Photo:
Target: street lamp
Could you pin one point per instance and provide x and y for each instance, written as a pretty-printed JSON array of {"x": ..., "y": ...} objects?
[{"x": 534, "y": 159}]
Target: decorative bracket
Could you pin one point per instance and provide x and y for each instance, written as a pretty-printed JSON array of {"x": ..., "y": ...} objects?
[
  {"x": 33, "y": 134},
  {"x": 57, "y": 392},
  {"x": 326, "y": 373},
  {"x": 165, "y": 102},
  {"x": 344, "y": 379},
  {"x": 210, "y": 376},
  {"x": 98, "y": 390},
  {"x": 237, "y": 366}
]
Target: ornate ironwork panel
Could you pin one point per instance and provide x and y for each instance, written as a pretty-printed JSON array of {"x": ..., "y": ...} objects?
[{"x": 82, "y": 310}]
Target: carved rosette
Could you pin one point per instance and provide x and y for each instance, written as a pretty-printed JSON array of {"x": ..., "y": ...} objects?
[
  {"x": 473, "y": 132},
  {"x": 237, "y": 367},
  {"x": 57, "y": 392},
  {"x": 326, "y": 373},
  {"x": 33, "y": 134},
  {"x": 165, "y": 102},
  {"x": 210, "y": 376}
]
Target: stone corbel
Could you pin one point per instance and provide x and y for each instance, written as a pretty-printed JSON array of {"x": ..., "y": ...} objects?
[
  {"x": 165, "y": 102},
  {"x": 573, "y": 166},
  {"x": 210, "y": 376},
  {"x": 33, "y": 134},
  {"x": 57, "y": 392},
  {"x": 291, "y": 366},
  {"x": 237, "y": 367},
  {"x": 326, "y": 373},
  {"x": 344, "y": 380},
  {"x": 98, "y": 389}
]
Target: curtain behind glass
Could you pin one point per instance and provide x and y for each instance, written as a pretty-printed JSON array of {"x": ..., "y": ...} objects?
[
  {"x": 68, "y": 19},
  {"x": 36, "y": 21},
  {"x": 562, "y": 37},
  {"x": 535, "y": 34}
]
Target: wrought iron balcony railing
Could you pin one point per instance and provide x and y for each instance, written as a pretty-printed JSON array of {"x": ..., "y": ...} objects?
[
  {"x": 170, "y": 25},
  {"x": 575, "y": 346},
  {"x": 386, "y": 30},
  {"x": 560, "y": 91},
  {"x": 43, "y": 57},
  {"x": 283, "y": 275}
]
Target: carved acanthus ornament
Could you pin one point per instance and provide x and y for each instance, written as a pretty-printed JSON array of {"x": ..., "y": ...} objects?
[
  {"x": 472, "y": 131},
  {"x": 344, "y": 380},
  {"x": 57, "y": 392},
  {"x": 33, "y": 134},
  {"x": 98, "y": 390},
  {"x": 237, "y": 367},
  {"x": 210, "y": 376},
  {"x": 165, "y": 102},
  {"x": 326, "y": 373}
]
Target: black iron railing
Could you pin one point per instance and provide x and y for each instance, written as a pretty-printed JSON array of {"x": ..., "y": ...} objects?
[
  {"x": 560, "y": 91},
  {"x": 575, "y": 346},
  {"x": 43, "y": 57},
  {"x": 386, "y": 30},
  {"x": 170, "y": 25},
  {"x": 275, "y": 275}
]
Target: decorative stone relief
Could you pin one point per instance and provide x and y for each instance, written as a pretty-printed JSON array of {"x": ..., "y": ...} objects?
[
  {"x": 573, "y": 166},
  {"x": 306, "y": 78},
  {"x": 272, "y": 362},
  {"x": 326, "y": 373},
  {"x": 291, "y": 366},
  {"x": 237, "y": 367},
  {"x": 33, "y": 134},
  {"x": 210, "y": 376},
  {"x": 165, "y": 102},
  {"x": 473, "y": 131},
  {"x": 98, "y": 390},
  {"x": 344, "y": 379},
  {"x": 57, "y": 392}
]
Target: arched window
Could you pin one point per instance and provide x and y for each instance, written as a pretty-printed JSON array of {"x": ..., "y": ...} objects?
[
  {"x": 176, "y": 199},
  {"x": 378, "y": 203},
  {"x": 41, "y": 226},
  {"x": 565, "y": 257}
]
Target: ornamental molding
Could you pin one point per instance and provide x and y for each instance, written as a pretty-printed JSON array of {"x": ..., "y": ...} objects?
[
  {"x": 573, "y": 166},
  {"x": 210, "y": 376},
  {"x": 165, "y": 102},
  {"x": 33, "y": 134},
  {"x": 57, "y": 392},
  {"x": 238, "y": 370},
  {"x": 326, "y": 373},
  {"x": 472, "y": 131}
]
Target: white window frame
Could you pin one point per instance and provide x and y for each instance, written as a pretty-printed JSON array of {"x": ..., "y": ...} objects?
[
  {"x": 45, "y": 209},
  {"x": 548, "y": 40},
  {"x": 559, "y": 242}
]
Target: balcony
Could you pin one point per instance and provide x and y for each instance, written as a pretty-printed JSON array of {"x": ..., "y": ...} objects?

PROBLEM TO SOLVE —
Each line of the material must be restated exactly.

RESPONSE TO THIS EXERCISE —
Photo:
Target: street lamp
Could you pin one point per instance and provide x and y for each instance, written as a pretty-printed JSON array of {"x": ..., "y": ...} objects?
[{"x": 534, "y": 159}]
Target: decorative bracket
Could you pin one point per instance and provide x and y for each instance, written as a pretty-printed JSON array of {"x": ..., "y": ...} objects?
[
  {"x": 33, "y": 134},
  {"x": 57, "y": 392},
  {"x": 326, "y": 373},
  {"x": 165, "y": 102},
  {"x": 344, "y": 379},
  {"x": 210, "y": 376},
  {"x": 98, "y": 390},
  {"x": 237, "y": 366}
]
Target: ornate ironwork panel
Could you pin one point per instance and provide x and y for each instance, written as a pretty-printed JSON array of {"x": ..., "y": ...} objects?
[{"x": 82, "y": 310}]
Target: carved rosette
Could you pin one point per instance and provide x and y for each instance, written as a pretty-printed JSON array of {"x": ..., "y": ...} objects?
[
  {"x": 473, "y": 132},
  {"x": 237, "y": 367},
  {"x": 57, "y": 392},
  {"x": 326, "y": 373},
  {"x": 33, "y": 134},
  {"x": 165, "y": 102},
  {"x": 210, "y": 376}
]
Target: stone corbel
Could you pin one point per instance and provide x and y for each instance, written as a pretty-printed JSON array of {"x": ..., "y": ...} objects?
[
  {"x": 165, "y": 102},
  {"x": 573, "y": 166},
  {"x": 210, "y": 376},
  {"x": 33, "y": 134},
  {"x": 57, "y": 392},
  {"x": 291, "y": 366},
  {"x": 237, "y": 367},
  {"x": 326, "y": 373},
  {"x": 344, "y": 380},
  {"x": 98, "y": 389}
]
Target: curtain behind glass
Could you pin one point per instance and provide x and y for each instance, written as a pretty-printed JSON array of {"x": ..., "y": ...} objects?
[
  {"x": 68, "y": 19},
  {"x": 36, "y": 21},
  {"x": 562, "y": 37},
  {"x": 535, "y": 34}
]
Target: wrought iron balcony railing
Could you pin one point per instance and provide x and y for each instance, written as a pretty-printed JSON array of {"x": ..., "y": ...} objects?
[
  {"x": 170, "y": 25},
  {"x": 575, "y": 346},
  {"x": 386, "y": 30},
  {"x": 560, "y": 91},
  {"x": 43, "y": 57},
  {"x": 283, "y": 275}
]
Target: carved acanthus ornament
Could you pin one point per instance and provide x and y for each instance, written as a pretty-printed JSON array of {"x": ..., "y": ...} objects?
[
  {"x": 472, "y": 131},
  {"x": 344, "y": 380},
  {"x": 57, "y": 392},
  {"x": 33, "y": 134},
  {"x": 98, "y": 390},
  {"x": 237, "y": 367},
  {"x": 210, "y": 376},
  {"x": 165, "y": 102},
  {"x": 326, "y": 373}
]
Target: black iron railing
Could you pin one point per instance and provide x and y for each instance, written as a pretty-printed JSON array of {"x": ..., "y": ...} objects?
[
  {"x": 560, "y": 91},
  {"x": 575, "y": 346},
  {"x": 43, "y": 57},
  {"x": 386, "y": 30},
  {"x": 170, "y": 25},
  {"x": 275, "y": 275}
]
Target: decorative stone relief
Could you pin one point per instance and provide x and y for each instance, written as a pretty-printed JSON array of {"x": ..., "y": ...} objects?
[
  {"x": 573, "y": 166},
  {"x": 306, "y": 78},
  {"x": 272, "y": 362},
  {"x": 326, "y": 373},
  {"x": 291, "y": 366},
  {"x": 237, "y": 367},
  {"x": 33, "y": 134},
  {"x": 210, "y": 376},
  {"x": 165, "y": 102},
  {"x": 473, "y": 131},
  {"x": 98, "y": 390},
  {"x": 344, "y": 379},
  {"x": 57, "y": 392}
]
Target: arched window
Could you pin one point per instance and provide x and y for each instance, written as a pretty-printed JSON array of {"x": ..., "y": ...} objects?
[
  {"x": 176, "y": 199},
  {"x": 378, "y": 203},
  {"x": 41, "y": 226},
  {"x": 565, "y": 257}
]
Target: ornamental molding
Could you pin one point per instance and provide x and y for each instance, written as a pretty-printed JSON array of {"x": ..., "y": ...} objects?
[
  {"x": 573, "y": 166},
  {"x": 210, "y": 376},
  {"x": 165, "y": 102},
  {"x": 33, "y": 134},
  {"x": 57, "y": 392},
  {"x": 238, "y": 370},
  {"x": 326, "y": 373},
  {"x": 472, "y": 131}
]
Target: white window frame
Could you pin one point per instance and provide x and y for each instance, written as a pretty-printed JSON array of {"x": ..., "y": ...} objects?
[
  {"x": 45, "y": 209},
  {"x": 548, "y": 40},
  {"x": 559, "y": 242}
]
Target: balcony
Could you pin one point per instance and provide x and y for each instance, written as a pretty-printed JSON array of {"x": ..., "y": ...} objects?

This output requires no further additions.